* [Written exercise a]
According to the ruling below, which court decided the case?

Willis v. Fowler

Decision Date17 June 1931
Citation102 Fla. 35,136 So. 358
PartiesWILLIS v. FOWLER et al.
CourtFlorida Supreme Court

En Banc.

Suit by Holman Willis against Mrs. M. C. Fowler, a free dealer, and others. From an order sustaining a demurrer and dismissing complainant's bill, and from orders sustaining exceptions to bill and canceling a lispendens, complainant appeals.

Order dismissing the bill reversed, and, in other respects, the orders affirmed.

ELLIS J., dissenting.

Syllabus by the Court.

SYLLABUS

Equity has jurisdiction to decree rescission of a parol contract where the usual grounds necessary to be shown to entitle a party to rescission are made to appear, and the contract is not illegal or void on account of being contrary to statute or public policy.

Rescission and cancellation in equity usually go together, but, in so far as the physical cancellation of a written instrument is concerned, they are not inseparable. While a decree for rescission alone might amount to a judicial annulment of the contract, whether oral or written, yet, in its strictest sense, actual cancellation would ordinarily apply only to written instruments.

Rescission without actual cancellation may be granted where the decree of rescission will sufficiently protect the complainant's right, and cancellation of the instrument or contract involved is unnecessary, or for some reason improper, as where the instrument is voidable as to the complainant, but valid as to the other parties thereto.

In a case where a court of equity would be justified in declaring rescinded and void a parol agreement and requiring each party to restore to the other that which had been received by reason of the agreement thus abrogated, the decree of rescission would generally afford the complainant all necessary protection, there being no written evidence of the contract which could be vexatiously used against him.

* [Records for this task]
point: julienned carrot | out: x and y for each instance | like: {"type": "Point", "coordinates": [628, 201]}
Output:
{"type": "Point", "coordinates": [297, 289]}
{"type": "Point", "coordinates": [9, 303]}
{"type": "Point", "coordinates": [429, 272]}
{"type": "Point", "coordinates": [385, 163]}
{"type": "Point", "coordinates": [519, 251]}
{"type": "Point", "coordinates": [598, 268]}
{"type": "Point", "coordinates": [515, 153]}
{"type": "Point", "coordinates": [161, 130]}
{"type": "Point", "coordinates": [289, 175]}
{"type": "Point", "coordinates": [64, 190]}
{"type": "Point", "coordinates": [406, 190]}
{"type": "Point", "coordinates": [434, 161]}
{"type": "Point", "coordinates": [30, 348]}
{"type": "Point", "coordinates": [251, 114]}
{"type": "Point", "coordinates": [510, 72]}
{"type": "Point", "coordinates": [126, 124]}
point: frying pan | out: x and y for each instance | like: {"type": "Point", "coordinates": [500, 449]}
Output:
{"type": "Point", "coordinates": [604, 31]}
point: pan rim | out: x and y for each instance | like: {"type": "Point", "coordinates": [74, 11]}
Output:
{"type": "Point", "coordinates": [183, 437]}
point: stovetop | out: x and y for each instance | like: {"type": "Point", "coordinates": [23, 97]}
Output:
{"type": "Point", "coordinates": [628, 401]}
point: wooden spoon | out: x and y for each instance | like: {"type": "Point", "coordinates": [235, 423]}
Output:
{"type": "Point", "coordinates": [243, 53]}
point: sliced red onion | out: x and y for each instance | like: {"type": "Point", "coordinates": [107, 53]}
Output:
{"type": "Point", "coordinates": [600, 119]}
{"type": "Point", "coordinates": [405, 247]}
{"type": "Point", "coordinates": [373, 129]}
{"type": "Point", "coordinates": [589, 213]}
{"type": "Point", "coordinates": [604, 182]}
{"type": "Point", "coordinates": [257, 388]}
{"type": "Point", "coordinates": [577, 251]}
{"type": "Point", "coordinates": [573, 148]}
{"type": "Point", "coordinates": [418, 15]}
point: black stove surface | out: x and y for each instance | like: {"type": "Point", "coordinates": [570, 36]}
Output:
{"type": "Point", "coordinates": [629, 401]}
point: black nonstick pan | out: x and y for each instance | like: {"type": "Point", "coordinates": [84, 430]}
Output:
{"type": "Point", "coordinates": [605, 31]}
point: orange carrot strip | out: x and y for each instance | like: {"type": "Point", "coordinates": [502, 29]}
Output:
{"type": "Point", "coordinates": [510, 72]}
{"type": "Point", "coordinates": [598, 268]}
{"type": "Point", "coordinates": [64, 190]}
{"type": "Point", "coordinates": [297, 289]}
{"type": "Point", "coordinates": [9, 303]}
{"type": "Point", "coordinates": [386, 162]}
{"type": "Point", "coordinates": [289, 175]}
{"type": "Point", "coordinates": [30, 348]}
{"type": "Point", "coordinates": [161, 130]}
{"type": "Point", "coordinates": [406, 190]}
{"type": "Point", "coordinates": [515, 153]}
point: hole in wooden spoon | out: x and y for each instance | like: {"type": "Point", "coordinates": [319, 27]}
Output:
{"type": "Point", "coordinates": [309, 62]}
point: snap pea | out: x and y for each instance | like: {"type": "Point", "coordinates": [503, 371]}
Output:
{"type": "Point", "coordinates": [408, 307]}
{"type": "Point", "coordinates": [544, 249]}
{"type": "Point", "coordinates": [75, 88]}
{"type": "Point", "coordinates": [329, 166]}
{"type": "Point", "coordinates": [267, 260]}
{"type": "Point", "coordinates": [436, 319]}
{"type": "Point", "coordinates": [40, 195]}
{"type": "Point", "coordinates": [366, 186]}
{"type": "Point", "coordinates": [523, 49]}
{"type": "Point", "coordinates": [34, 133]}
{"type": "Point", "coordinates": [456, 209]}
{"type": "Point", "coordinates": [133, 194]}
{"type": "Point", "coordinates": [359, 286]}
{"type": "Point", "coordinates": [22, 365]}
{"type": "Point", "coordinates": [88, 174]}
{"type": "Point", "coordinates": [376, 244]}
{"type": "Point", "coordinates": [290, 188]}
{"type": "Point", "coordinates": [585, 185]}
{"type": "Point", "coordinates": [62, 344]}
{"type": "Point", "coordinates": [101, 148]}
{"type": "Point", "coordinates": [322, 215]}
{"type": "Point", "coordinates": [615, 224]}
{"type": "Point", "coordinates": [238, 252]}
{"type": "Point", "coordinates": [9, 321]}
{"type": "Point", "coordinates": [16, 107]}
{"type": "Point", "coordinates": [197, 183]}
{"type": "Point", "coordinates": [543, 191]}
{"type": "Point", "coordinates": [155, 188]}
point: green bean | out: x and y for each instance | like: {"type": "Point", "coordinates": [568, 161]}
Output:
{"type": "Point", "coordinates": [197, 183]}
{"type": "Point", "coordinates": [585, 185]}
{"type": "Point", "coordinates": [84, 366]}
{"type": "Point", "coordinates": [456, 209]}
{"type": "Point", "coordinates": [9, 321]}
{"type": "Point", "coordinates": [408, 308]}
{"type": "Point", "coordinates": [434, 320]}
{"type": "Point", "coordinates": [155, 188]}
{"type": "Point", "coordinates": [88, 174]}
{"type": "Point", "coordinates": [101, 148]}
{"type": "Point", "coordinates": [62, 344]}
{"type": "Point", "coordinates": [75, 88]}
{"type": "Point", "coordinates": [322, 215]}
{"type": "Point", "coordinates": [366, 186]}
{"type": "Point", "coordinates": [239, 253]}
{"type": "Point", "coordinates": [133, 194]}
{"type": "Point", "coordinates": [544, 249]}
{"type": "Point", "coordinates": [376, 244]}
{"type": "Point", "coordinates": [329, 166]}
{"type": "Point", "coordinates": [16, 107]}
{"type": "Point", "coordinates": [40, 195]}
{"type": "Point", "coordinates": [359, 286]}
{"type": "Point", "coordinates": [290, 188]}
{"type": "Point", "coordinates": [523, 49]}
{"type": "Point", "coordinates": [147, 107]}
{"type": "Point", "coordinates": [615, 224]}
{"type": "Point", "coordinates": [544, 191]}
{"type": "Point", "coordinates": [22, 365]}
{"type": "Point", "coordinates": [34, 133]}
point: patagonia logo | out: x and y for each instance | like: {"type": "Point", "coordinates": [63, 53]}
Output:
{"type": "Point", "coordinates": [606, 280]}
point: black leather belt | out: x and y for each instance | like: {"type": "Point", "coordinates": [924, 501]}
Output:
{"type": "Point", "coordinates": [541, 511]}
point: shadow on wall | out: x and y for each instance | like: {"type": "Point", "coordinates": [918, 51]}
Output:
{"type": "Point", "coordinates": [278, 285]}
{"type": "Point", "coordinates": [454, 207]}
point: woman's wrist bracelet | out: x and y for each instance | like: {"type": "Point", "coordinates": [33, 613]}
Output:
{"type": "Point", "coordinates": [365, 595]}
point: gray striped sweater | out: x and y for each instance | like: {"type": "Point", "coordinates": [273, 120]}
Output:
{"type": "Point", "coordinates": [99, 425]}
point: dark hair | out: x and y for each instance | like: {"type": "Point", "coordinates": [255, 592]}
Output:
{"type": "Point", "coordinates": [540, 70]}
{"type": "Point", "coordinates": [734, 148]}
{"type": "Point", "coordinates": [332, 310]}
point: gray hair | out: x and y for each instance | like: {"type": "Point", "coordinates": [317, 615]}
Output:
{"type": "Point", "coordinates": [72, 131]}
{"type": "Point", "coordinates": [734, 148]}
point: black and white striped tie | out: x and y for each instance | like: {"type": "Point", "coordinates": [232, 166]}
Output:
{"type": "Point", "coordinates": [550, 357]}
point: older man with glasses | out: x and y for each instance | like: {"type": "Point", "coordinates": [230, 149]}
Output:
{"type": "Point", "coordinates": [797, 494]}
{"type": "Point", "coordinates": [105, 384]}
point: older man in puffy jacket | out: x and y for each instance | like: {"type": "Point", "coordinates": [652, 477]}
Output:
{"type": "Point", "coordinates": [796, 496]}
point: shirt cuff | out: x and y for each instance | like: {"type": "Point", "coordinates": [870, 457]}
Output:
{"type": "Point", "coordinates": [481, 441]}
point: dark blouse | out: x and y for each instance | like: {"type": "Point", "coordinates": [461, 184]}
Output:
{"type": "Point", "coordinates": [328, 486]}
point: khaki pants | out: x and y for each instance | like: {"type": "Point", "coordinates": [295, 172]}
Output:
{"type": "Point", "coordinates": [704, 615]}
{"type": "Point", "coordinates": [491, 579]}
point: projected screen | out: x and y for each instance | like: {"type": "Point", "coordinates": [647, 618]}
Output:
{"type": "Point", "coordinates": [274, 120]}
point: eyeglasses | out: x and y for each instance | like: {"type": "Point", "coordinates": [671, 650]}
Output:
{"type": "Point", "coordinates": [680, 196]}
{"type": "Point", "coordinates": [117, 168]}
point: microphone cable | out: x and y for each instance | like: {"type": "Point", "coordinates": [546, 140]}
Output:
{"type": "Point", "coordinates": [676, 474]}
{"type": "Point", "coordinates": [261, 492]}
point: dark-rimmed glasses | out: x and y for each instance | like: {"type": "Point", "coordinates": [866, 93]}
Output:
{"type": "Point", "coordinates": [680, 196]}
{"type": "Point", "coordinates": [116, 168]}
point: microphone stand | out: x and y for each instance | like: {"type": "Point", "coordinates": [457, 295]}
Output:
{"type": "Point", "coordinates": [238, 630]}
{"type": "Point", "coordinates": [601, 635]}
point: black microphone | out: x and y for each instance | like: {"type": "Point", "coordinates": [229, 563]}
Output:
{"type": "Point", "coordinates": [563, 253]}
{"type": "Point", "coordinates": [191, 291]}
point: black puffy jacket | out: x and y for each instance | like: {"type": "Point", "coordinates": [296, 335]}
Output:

* [Written exercise b]
Count the lines in the rows above that contain the word "spoon". Reply with the number only.

* [Full output a]
Florida Supreme Court

* [Full output b]
2